=== Problem ===
Convert the rows from the line with "Practice step: point out every instance of the windshield in" up to and including the line with "pixel 274 126" into a two-column CSV with the headers text and answer. Give one line per row, put each field in quotes, and replace line breaks with spaces.

═══ The data ═══

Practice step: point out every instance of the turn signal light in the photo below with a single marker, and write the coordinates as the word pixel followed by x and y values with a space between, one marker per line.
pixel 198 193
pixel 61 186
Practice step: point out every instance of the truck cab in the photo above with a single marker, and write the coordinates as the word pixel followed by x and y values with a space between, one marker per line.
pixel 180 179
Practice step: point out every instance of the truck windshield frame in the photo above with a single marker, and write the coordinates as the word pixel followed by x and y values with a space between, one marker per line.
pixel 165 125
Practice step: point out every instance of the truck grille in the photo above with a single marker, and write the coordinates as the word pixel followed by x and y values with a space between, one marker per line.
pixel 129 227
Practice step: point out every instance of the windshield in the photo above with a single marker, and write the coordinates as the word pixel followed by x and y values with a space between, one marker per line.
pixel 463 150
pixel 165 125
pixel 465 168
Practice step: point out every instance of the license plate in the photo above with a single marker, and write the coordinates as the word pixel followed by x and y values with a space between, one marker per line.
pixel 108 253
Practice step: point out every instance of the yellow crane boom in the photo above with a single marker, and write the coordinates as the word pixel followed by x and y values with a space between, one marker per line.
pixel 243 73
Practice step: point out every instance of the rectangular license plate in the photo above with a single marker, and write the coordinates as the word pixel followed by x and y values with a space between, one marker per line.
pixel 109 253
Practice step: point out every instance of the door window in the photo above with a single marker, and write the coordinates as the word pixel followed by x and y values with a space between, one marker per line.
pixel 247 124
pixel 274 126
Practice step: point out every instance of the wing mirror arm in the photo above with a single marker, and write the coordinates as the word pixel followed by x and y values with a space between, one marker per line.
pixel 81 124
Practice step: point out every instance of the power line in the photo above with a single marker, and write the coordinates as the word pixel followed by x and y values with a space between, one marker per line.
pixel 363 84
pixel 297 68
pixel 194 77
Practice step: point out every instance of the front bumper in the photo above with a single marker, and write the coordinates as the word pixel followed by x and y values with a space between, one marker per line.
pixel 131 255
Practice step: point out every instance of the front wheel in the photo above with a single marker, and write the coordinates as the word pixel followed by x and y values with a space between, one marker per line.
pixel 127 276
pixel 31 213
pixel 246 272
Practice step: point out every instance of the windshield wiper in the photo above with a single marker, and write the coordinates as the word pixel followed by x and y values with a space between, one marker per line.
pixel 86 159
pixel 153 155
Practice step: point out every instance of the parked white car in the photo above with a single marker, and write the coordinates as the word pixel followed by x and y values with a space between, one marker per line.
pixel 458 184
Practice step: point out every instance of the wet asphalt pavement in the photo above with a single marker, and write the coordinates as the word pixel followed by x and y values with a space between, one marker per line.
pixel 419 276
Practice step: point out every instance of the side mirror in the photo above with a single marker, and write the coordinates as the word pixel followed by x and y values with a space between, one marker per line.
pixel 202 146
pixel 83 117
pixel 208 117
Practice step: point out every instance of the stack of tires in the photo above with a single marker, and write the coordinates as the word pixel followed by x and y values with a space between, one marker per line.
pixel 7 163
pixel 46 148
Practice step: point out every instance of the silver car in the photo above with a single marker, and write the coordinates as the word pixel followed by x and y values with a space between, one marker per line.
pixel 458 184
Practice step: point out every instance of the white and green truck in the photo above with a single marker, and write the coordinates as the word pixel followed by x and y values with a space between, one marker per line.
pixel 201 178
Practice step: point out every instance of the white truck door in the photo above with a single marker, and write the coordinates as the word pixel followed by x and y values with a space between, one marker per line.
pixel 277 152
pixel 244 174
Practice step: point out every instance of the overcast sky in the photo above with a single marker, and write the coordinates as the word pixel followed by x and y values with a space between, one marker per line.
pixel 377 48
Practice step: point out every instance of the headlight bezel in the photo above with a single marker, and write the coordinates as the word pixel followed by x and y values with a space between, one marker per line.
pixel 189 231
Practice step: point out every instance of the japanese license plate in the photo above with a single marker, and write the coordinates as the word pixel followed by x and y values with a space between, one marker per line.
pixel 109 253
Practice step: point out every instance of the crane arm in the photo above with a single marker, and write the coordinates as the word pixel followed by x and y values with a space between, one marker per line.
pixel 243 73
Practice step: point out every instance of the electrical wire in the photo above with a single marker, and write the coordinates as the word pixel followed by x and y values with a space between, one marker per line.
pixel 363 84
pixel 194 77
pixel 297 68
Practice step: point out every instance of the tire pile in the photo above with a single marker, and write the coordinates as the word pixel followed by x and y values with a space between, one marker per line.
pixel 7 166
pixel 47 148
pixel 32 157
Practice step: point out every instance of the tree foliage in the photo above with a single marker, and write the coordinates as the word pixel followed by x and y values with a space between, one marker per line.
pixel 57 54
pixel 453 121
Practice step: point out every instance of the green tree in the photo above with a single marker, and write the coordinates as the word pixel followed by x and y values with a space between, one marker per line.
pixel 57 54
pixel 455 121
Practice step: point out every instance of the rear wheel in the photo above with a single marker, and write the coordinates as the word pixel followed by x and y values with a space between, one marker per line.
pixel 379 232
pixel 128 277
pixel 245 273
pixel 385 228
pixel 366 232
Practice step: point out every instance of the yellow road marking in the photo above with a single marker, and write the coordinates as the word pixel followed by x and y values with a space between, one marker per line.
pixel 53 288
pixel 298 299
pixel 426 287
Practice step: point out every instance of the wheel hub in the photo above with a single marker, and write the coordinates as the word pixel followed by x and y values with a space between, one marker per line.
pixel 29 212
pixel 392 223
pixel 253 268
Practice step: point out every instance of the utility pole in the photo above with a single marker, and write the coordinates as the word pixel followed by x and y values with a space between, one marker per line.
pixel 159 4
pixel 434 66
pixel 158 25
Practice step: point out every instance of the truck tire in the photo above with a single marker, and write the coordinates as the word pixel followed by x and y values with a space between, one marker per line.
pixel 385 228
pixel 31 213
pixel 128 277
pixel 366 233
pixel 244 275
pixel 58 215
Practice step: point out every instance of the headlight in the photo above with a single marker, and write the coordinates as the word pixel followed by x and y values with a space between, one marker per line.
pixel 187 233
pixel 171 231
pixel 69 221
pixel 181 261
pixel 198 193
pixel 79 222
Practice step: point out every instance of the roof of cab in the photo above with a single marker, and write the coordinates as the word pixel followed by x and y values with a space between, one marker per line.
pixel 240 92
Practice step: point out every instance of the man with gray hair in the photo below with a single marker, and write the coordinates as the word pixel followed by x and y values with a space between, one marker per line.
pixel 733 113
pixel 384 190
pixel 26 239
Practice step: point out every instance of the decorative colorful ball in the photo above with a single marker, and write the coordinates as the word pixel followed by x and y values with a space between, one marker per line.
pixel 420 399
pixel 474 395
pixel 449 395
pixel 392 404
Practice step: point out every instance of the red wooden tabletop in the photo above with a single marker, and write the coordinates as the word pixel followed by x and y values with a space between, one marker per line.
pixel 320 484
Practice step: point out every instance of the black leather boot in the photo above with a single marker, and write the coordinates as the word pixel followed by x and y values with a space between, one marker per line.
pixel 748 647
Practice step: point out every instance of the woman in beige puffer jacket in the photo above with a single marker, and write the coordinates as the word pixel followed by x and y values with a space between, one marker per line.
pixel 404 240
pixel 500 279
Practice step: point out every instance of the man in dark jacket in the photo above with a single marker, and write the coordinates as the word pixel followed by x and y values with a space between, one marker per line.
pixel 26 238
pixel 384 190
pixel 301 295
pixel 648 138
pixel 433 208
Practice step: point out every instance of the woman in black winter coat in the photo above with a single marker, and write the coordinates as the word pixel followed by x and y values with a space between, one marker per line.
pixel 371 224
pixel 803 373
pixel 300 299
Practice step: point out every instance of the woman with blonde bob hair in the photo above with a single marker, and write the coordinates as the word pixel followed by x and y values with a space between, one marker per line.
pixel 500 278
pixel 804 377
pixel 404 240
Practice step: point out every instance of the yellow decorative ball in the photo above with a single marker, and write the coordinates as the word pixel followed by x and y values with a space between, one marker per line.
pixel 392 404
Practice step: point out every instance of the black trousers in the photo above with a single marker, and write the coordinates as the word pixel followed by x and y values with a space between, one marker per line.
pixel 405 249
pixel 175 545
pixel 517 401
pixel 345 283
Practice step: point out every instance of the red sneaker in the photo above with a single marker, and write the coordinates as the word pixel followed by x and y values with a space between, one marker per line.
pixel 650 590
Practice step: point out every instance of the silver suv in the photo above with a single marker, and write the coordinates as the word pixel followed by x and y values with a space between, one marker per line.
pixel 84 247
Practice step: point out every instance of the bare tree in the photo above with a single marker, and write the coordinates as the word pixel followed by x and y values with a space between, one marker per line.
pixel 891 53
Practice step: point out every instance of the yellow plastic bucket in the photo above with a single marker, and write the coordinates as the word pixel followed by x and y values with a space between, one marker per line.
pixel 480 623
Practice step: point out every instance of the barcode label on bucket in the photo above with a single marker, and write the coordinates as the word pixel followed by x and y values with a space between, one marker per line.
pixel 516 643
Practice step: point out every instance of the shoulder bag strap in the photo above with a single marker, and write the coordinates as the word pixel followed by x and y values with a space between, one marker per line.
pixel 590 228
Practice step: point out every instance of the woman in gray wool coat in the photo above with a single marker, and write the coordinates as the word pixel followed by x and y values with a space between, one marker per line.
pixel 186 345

═══

=== Complete output ===
text,answer
"Practice step: point out every instance of the windshield in the photo above with a single marker, and write the coordinates as the word pixel followed by x and y values with a space between, one marker per line.","pixel 463 150 pixel 165 125 pixel 465 168"
"Practice step: point out every instance of the license plate in the photo above with a single marker, and write the coordinates as the word pixel followed by x and y values with a space between, one marker per line.","pixel 108 253"
"Practice step: point out every instance of the yellow crane boom in the photo above with a single marker, and write the coordinates as the word pixel followed by x and y values with a space between, one marker per line.","pixel 243 73"
"Practice step: point out every instance of the rectangular license plate in the photo above with a single marker, and write the coordinates as the word pixel followed by x and y values with a space between, one marker per line.","pixel 109 253"
"Practice step: point out every instance of the door window in the photo above with a single marker, and write the coordinates as the word pixel followed by x and y values with a space between, one marker per line.","pixel 247 124 pixel 274 126"